WHAT THIS TASK INVOLVES:
Rewrite the lines of the data starting at the one that contains "In this exercise you will locate the dark" and ending with the final line, both included. Copy every line in full, but shift each coordinate in the answers by adding 16 to it.

RECORDS PROVIDED:
------------

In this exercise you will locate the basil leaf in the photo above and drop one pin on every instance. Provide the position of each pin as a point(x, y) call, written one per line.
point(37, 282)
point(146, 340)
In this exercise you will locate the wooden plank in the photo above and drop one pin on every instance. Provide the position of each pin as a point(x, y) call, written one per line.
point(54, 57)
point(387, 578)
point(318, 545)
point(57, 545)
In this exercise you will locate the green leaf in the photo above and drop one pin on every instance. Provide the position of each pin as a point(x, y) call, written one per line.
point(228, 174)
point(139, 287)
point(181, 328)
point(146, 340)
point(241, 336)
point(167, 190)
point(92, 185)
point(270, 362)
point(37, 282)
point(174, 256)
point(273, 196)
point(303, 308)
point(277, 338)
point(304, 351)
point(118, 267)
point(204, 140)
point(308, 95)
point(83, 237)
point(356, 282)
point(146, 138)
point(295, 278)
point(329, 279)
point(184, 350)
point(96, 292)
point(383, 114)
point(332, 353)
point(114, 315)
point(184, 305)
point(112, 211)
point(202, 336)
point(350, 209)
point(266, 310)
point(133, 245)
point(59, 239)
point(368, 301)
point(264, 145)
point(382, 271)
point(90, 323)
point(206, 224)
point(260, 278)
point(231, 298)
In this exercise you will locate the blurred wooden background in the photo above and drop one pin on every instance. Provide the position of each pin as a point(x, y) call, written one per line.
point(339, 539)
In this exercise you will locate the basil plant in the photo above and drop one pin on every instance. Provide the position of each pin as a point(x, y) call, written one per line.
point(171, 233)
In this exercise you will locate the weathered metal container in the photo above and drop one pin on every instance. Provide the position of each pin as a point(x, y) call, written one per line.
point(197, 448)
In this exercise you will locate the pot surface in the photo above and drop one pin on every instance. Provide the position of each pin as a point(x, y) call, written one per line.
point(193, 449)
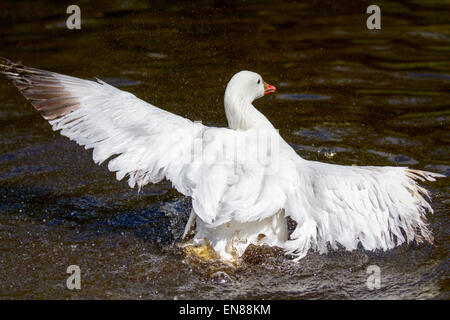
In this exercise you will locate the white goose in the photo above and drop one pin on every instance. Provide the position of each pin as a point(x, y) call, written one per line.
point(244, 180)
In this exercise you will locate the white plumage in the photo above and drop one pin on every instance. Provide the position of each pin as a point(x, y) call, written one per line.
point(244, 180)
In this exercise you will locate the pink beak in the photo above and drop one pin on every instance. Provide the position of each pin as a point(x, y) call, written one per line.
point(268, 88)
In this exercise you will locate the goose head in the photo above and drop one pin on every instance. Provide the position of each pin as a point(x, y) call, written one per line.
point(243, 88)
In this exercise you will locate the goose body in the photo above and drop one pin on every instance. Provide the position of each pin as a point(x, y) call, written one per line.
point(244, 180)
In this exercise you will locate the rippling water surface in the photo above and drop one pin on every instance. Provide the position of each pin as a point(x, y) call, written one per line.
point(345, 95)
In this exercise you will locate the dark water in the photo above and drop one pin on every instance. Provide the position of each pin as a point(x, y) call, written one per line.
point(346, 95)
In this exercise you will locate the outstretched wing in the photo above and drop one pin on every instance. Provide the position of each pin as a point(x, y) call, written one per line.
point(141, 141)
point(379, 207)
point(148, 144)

------------

SOLUTION:
In this exercise you will locate the dark water in the photo above and drop one pin on every instance. Provide the position of each pin as a point(x, y) call, written one per line.
point(362, 111)
In this exercise you will locate the outstretched wing in the photo above and drop one pin on every instance. Provide the position of each pin as a point(x, y) call, written one per line.
point(157, 157)
point(395, 223)
point(164, 160)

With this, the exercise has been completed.